=== Text under study ===
National embarrassment
PAKISTAN has utterly failed in protecting its children from polio, a preventable disease that has been eradicated nearly all over the world. With 68 cases reported in 2024 compared to Afghanistan’s 25, we find ourselves in the embarrassing position of being the worst performer among the only two countries where polio is still endemic.
Officials from Pakistan’s polio programme point to our superior reporting mechanisms and suggest that Afghanistan’s numbers may be underreported. However, this can in no way excuse our dismal performance. The fact remains that Pakistan, with its considerably stronger infrastructure and institutional capacity, should not even be in the same conversation as war-torn Afghanistan when it comes to public health metrics.
Polio in our parts has spread to 83 districts. Our environmental surveillance has detected the virus in 591 sewage samples across 106 sites. These are scary numbers. Security challenges in erstwhile Fata, Karachi, and Peshawar have indeed hampered vaccination efforts.
Yet, this narrative of perpetual hurdles is wearing thin. Pakistan’s polio eradication programme, active since 1994, has lately been hurt by mismanagement, vaccine refusals, and gaps in immunisation coverage. Despite nine vaccination campaigns and mapping efforts, 12pc of our infected children had zero doses of the oral polio vaccine. This failure cannot solely be attributed to external factors; it underscores systemic inefficiencies and lack of political will.
=== Records ===
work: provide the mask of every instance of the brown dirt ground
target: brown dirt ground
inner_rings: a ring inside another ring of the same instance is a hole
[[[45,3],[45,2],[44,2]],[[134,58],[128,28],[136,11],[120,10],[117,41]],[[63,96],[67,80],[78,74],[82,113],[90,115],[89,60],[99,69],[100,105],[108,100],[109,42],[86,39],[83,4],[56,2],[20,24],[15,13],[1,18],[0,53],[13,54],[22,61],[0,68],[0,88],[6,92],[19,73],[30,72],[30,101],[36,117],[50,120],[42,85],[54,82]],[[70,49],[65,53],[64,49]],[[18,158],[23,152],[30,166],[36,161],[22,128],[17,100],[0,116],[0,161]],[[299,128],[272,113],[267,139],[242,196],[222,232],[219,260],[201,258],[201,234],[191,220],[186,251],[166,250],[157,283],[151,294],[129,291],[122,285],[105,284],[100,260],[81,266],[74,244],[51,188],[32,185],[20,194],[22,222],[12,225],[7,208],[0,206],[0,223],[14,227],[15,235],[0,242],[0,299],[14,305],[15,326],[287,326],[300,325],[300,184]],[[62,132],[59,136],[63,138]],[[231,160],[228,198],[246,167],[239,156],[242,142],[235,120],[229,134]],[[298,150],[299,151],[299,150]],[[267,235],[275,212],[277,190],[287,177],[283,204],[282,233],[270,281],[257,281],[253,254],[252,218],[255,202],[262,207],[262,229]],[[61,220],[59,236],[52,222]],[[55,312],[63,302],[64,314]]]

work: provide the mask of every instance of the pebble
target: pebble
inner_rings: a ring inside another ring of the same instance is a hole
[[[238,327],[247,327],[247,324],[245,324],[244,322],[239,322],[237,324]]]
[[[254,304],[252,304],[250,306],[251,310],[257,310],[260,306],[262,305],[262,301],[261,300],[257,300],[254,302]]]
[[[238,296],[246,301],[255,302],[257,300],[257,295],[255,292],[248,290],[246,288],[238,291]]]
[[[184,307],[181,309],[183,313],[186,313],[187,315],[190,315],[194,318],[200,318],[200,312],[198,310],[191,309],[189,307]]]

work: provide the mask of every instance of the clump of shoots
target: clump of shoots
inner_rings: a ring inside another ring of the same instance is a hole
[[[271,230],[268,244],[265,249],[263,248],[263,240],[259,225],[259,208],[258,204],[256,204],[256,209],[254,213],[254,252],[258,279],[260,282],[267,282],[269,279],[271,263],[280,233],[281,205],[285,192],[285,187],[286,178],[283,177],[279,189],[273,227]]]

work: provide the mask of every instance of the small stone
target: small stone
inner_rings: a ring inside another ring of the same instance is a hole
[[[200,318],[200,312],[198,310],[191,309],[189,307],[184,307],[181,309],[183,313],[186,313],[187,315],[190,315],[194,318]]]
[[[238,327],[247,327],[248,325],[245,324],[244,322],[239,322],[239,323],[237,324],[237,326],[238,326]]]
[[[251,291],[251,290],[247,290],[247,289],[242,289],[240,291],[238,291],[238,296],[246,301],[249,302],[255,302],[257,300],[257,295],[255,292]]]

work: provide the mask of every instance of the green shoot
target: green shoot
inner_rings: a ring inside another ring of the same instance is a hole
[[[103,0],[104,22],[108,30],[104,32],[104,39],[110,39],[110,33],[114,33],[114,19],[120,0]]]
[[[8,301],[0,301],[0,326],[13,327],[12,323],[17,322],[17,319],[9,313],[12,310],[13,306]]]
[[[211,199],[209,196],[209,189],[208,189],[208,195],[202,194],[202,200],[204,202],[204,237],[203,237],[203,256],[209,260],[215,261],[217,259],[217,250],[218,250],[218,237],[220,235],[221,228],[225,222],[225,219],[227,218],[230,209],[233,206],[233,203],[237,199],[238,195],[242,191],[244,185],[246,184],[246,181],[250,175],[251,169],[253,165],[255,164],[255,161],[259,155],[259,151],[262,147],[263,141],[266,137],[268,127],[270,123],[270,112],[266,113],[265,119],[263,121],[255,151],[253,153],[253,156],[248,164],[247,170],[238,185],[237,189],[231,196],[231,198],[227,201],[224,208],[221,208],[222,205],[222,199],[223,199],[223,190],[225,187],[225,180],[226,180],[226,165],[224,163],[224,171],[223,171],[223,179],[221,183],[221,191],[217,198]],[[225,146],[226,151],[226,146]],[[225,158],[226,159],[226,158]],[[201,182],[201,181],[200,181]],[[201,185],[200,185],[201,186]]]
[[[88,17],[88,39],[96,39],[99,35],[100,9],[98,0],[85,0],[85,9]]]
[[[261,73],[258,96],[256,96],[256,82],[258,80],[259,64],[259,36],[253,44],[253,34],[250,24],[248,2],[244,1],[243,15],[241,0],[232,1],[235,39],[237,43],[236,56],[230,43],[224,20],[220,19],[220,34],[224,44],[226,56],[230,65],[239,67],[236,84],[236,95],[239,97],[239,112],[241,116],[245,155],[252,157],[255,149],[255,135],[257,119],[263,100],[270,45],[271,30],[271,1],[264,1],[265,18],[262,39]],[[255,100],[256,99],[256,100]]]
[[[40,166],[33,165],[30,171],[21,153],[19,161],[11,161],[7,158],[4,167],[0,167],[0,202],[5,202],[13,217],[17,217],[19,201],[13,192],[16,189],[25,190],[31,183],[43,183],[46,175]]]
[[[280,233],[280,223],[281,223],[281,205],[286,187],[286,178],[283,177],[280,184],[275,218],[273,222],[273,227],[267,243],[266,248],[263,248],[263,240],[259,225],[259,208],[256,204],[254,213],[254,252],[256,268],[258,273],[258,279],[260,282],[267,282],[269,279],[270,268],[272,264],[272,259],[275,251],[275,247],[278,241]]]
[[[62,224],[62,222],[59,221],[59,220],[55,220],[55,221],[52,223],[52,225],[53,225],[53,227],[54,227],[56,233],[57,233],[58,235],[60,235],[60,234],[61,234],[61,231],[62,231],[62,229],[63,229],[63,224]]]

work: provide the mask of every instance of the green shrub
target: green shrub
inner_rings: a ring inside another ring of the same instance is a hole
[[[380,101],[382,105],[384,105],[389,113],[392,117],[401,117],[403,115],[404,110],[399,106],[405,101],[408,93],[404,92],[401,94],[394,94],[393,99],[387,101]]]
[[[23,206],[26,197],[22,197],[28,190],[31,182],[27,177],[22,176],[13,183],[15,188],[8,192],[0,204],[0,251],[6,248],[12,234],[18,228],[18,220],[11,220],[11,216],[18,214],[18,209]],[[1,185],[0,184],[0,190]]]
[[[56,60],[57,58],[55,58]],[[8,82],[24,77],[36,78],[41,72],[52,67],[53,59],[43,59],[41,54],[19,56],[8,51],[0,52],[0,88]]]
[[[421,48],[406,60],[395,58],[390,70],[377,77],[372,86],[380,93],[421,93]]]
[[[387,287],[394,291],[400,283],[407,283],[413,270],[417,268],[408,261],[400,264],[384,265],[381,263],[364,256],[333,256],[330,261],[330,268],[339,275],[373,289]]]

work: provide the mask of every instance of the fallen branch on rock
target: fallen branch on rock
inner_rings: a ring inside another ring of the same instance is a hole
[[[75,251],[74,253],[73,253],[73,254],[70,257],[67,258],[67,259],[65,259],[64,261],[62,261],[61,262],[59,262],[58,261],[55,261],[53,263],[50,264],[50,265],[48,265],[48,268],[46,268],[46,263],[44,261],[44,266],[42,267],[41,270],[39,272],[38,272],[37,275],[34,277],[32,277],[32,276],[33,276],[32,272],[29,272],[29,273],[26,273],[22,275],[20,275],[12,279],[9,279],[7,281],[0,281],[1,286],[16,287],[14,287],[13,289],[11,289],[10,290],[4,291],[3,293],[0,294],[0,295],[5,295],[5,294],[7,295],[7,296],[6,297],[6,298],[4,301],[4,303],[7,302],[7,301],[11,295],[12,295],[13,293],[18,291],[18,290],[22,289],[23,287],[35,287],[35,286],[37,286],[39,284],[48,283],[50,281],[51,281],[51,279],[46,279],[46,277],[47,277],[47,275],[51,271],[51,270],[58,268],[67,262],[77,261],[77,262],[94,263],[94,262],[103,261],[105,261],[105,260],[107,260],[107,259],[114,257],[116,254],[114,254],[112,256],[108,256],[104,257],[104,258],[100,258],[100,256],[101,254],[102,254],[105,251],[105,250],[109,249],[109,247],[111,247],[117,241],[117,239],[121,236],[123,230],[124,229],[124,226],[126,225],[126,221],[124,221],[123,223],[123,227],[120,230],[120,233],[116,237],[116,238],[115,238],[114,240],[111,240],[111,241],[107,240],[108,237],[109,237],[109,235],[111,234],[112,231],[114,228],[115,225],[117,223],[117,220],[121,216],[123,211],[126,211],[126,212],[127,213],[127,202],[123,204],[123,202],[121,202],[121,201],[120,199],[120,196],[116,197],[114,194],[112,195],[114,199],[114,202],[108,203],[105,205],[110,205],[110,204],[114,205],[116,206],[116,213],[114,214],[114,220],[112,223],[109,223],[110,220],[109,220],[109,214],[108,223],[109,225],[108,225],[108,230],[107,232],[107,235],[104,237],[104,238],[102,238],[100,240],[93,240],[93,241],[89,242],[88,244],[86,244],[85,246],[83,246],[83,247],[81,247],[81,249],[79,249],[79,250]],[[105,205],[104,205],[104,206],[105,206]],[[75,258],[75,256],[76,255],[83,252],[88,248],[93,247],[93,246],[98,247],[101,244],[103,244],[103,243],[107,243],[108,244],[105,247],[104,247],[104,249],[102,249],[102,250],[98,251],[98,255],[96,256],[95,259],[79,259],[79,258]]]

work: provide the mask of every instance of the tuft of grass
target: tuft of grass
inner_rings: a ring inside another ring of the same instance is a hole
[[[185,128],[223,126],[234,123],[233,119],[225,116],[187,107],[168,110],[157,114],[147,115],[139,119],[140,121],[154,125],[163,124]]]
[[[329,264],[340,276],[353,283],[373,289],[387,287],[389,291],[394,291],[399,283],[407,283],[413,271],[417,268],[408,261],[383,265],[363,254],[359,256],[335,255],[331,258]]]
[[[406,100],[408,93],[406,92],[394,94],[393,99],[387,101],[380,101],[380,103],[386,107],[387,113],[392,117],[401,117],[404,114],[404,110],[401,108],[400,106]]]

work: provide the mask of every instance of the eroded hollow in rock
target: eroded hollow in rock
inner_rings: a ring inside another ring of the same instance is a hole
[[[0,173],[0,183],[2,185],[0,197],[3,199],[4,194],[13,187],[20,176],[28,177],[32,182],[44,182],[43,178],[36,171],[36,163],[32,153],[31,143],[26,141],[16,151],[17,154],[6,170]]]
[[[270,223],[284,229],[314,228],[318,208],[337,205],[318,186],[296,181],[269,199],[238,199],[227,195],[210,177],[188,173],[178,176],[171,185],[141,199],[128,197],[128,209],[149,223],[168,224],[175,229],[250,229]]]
===
Task list -
**1.** Write out the part of the polio editorial that runs from "Officials from Pakistan’s" up to and including "public health metrics.".
**2.** List every place name that appears in the polio editorial, giving each one only once.

Answers by item number -
**1.**
Officials from Pakistan’s polio programme point to our superior reporting mechanisms and suggest that Afghanistan’s numbers may be underreported. However, this can in no way excuse our dismal performance. The fact remains that Pakistan, with its considerably stronger infrastructure and institutional capacity, should not even be in the same conversation as war-torn Afghanistan when it comes to public health metrics.

**2.** Pakistan, Afghanistan, Fata, Karachi, Peshawar